● Выбранный отрывок
/---

Знакомству, общению, дружбе с Горьким посвящена большая глава, и прочитывается она на одном дыхании. Этот «человеческий роман» с главным советским писателем, воссозданный по фактам, воспоминаниям, фрагментам их личной переписки (бесценным, теплым, дружеским, равным), его начало, продолжение... и размолвка тоже является своеобразной оптикой того времени и человека в нем. Не кто иной, как Горький восклицает однажды: «Какой вы анафемски талантливый!», а позже говорит про Леонова Сталину: «Он может отвечать за всю русскую литературу», и Сталин около минуты в полной тишине не сводит с молодого писателя своих «тигрово-полосатых» глаз.
Горький передал своему любимцу теплопожатие русской литературы, и Леонов принял его. Нес вместе с тяжестью вопросов, ответы на которые он искал всю жизнь. Он шел, не сворачивая со своей дороги, которая, то поднималась в гору, то вилась серпантином, то резко и надолго уходила вниз, в затуманенные низины.

\---

● Задание 1
Выведите фрагмент из отрывка о Леонове и Горьком, начиная со слов «Горький передал своему» и заканчивая словами «в затуманенные низины.».
● Задание 2
Определите, соответствуют ли отрывку о Леонове и Горьком следующие утверждения, и подтвердите каждый ответ точной цитатой: (a) главу о знакомстве и дружбе с Горьким читаешь на одном дыхании; (b) Сталин лишь мельком взглянул на молодого писателя; (c) Леонов отказался принять переданное ему Горьким теплопожатие русской литературы.
● Задание 3
За что, по словам Горького, сказанным Сталину, может отвечать Леонов согласно отрывку о Леонове и Горьком?

● Исходные данные

/---

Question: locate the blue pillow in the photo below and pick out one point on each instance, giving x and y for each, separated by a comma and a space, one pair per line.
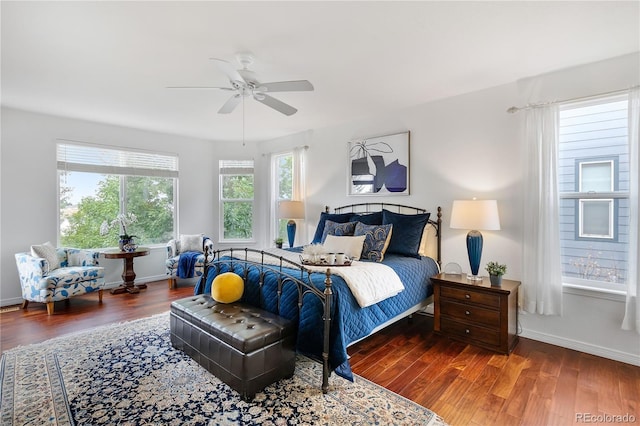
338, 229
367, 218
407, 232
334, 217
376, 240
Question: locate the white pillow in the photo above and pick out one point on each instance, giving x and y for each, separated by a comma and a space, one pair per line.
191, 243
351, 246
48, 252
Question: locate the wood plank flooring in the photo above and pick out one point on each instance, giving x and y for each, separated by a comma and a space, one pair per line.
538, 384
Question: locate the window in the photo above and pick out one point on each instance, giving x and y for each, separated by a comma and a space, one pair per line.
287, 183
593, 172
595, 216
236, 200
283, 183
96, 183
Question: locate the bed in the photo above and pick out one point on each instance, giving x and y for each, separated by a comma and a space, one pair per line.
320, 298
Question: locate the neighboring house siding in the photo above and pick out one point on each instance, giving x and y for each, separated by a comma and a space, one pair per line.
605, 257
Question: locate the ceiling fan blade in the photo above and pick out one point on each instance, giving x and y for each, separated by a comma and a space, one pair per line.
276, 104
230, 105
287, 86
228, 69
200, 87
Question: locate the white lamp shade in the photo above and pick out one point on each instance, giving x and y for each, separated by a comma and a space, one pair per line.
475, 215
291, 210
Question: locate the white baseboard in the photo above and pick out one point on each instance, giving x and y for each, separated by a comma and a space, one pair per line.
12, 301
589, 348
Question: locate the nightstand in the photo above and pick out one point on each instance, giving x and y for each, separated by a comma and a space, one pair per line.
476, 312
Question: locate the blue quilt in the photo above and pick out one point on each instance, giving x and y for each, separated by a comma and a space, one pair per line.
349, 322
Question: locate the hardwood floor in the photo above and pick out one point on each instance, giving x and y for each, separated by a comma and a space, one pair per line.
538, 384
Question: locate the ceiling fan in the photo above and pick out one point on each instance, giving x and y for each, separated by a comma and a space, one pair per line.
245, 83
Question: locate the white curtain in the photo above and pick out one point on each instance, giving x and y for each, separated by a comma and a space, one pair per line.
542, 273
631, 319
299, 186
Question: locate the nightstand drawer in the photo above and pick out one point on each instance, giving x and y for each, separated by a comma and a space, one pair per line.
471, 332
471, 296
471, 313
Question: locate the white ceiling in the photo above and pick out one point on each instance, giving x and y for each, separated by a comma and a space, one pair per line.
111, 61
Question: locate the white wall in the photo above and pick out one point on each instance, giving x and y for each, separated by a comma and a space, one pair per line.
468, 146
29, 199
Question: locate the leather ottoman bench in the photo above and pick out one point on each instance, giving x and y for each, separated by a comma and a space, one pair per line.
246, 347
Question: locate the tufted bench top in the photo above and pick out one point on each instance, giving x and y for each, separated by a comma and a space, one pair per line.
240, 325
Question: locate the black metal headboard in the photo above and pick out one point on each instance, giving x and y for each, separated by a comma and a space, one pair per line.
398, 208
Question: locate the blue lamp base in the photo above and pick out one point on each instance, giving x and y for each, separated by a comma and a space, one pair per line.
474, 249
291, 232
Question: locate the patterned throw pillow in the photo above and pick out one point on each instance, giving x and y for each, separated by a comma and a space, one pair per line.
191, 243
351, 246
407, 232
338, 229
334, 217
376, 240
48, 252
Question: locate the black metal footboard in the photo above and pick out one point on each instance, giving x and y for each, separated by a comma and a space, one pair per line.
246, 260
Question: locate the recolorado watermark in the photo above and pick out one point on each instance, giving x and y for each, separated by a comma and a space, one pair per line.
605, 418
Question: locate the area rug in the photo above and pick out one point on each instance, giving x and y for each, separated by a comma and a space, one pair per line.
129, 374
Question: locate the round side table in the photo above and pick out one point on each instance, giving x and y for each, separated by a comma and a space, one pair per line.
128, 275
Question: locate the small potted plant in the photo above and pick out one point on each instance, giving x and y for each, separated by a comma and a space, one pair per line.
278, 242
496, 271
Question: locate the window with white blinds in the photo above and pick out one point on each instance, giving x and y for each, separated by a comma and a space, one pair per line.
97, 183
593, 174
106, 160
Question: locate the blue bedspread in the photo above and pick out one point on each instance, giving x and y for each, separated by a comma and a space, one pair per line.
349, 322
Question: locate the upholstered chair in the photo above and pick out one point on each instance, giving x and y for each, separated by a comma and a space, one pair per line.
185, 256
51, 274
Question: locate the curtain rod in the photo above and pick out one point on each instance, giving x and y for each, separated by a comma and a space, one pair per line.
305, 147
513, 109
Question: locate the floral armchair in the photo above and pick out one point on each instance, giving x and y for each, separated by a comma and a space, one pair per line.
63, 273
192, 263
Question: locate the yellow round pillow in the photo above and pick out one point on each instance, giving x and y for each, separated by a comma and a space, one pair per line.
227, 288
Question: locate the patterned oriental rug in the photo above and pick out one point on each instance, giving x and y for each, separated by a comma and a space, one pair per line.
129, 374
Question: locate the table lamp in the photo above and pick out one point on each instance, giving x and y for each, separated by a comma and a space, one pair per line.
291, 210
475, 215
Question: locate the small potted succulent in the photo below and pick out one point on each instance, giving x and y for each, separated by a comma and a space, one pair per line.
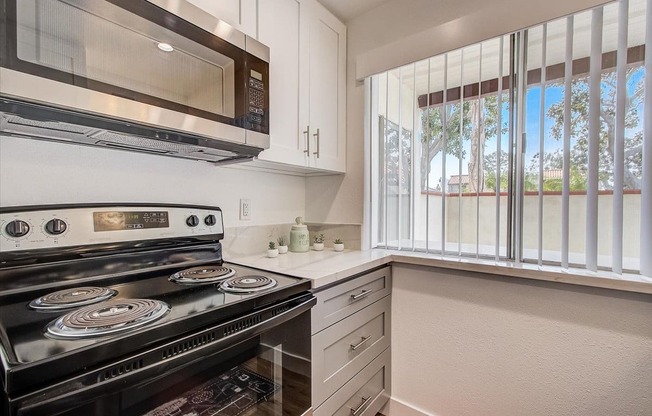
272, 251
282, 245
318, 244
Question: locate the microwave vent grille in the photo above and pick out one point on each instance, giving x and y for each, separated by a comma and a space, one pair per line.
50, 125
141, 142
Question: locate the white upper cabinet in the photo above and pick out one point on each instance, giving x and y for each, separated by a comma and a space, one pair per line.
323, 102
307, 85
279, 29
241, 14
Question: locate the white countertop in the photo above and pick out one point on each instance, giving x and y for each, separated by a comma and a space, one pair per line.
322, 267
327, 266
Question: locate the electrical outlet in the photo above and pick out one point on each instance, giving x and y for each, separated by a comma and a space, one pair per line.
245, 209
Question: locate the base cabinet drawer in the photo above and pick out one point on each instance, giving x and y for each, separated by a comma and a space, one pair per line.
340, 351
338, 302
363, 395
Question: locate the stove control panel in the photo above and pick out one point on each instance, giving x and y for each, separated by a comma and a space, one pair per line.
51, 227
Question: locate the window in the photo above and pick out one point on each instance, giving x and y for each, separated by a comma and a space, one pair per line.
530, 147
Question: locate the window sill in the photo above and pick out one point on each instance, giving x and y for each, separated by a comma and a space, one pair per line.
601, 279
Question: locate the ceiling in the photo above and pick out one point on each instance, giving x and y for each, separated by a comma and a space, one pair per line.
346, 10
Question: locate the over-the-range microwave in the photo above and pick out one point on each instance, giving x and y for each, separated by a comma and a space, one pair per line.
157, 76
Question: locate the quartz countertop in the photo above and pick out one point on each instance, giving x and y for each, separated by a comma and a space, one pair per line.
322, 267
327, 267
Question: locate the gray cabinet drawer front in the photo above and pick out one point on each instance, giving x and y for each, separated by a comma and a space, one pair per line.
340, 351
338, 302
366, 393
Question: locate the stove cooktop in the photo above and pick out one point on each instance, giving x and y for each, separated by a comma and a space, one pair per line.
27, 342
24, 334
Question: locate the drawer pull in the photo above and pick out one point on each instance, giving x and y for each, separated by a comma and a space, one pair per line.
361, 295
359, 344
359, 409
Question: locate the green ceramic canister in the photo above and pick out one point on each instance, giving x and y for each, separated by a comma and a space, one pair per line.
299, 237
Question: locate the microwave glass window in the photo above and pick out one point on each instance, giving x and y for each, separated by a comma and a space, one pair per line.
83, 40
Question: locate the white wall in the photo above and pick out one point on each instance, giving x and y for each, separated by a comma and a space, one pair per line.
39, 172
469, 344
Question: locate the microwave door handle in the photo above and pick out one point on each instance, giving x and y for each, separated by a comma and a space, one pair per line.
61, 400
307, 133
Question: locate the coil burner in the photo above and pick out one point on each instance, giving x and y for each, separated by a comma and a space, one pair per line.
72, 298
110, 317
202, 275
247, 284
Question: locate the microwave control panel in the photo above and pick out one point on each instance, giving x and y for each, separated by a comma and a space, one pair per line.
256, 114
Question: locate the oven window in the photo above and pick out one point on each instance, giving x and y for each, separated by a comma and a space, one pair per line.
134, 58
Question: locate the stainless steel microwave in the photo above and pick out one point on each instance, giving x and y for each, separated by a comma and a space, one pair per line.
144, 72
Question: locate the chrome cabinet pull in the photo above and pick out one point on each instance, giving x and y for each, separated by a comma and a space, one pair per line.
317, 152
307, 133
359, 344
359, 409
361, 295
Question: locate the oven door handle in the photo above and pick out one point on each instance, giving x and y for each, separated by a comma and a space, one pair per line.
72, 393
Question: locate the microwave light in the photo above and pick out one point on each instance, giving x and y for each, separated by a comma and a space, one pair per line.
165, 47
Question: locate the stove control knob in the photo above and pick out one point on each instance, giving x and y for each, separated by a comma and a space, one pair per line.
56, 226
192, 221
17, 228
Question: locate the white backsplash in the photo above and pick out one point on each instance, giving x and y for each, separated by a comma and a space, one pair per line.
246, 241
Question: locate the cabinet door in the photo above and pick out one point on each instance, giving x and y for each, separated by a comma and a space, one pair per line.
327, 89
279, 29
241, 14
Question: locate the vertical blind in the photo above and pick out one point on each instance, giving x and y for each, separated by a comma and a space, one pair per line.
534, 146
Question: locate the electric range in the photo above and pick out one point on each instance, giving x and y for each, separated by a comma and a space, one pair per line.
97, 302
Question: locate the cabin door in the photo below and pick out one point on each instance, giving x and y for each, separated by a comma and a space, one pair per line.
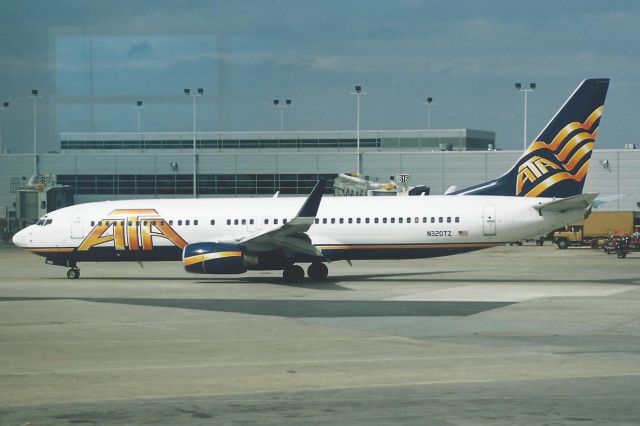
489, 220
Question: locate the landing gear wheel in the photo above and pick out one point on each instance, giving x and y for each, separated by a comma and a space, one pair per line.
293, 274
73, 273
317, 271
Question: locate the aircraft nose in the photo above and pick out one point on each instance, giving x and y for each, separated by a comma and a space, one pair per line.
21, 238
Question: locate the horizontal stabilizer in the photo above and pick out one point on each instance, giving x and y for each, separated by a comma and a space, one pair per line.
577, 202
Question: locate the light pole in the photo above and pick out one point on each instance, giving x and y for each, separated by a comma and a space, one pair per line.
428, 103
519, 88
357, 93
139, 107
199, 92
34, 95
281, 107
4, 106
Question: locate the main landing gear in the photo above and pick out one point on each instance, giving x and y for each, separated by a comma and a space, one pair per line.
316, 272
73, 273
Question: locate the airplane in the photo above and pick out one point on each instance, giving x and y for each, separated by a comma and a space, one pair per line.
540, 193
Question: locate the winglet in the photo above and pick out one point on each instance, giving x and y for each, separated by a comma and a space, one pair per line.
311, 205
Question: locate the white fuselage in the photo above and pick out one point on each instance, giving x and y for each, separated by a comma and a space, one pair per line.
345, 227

\---
/---

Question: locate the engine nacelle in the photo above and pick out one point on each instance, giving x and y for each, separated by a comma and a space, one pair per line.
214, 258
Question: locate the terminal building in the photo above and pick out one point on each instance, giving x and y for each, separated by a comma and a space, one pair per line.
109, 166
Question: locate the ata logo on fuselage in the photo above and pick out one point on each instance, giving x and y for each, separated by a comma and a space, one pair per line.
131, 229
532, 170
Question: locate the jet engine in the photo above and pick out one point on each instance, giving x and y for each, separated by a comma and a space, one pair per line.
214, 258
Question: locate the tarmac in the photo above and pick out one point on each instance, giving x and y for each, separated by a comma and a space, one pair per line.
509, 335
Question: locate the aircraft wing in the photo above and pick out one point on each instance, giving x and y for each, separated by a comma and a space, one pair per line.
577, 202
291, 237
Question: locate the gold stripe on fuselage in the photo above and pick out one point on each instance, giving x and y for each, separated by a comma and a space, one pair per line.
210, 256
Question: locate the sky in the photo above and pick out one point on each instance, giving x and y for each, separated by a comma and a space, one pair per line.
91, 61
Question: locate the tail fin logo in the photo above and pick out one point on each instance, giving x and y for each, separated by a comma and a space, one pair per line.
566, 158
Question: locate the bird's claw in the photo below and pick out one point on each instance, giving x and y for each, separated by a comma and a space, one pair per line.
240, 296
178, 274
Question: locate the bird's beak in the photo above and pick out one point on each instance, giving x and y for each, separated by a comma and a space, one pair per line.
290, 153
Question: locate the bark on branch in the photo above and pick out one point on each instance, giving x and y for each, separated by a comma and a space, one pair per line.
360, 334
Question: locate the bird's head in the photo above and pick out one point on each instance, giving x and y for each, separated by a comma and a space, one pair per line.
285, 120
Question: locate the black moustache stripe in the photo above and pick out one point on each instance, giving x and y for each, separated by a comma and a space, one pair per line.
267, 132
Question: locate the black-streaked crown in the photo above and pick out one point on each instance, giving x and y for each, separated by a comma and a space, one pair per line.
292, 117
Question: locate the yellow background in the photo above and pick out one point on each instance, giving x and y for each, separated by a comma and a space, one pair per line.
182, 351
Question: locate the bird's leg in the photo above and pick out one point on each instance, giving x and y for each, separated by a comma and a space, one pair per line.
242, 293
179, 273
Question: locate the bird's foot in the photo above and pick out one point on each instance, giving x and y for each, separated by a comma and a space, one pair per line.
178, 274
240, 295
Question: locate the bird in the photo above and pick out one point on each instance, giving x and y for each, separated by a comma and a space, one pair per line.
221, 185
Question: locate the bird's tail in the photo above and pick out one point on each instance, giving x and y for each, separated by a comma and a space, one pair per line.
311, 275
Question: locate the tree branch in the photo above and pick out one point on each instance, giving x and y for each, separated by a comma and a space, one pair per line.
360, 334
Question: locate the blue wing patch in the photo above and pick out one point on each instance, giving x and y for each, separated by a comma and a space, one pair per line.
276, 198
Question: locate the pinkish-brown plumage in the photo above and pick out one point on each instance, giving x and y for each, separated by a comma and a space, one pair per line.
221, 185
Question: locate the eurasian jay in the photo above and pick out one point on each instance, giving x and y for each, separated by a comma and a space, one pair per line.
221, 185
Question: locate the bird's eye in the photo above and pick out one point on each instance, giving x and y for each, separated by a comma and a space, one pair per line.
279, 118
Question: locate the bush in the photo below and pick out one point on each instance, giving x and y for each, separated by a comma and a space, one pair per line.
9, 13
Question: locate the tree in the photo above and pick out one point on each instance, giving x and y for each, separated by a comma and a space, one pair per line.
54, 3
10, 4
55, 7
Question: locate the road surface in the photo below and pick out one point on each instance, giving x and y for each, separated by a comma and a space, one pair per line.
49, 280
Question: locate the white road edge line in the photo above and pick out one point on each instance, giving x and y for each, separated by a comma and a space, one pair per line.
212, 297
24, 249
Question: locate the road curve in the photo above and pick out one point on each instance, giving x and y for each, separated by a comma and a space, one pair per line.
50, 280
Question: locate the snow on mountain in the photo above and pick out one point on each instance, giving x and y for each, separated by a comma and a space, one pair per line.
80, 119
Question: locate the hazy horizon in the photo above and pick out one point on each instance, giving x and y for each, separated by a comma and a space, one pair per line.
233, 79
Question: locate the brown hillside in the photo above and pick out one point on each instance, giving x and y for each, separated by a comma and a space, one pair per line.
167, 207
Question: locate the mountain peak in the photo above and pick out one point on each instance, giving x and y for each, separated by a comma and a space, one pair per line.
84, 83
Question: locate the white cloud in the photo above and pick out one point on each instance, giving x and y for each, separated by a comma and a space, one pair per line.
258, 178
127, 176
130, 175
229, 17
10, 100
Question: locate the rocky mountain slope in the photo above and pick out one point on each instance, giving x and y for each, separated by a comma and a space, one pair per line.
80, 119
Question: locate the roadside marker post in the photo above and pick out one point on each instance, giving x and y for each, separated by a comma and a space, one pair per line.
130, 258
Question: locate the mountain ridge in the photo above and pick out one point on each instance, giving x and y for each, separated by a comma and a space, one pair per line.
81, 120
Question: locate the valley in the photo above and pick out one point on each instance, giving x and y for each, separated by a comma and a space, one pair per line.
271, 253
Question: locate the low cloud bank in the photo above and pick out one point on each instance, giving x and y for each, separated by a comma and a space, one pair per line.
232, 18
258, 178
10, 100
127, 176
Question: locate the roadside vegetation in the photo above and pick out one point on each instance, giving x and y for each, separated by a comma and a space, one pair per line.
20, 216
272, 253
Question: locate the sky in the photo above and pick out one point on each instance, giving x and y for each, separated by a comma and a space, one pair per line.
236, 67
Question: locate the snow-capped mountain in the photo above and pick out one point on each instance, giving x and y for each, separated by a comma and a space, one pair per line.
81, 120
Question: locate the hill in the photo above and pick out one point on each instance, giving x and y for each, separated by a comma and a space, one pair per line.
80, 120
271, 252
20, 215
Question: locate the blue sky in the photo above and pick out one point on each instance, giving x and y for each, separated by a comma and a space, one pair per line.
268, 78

\---

● Итоговый ответ 1
Горький передал своему любимцу теплопожатие русской литературы, и Леонов принял его. Нес вместе с тяжестью вопросов, ответы на которые он искал всю жизнь. Он шел, не сворачивая со своей дороги, которая, то поднималась в гору, то вилась серпантином, то резко и надолго уходила вниз, в затуманенные низины.

● Итоговый ответ 2
(a) Да: «прочитывается она на одном дыхании».
(b) Нет: «Сталин около минуты в полной тишине не сводит с молодого писателя».
(c) Нет: «Горький передал своему любимцу теплопожатие русской литературы, и Леонов принял его».

● Итоговый ответ 3
За всю русскую литературу.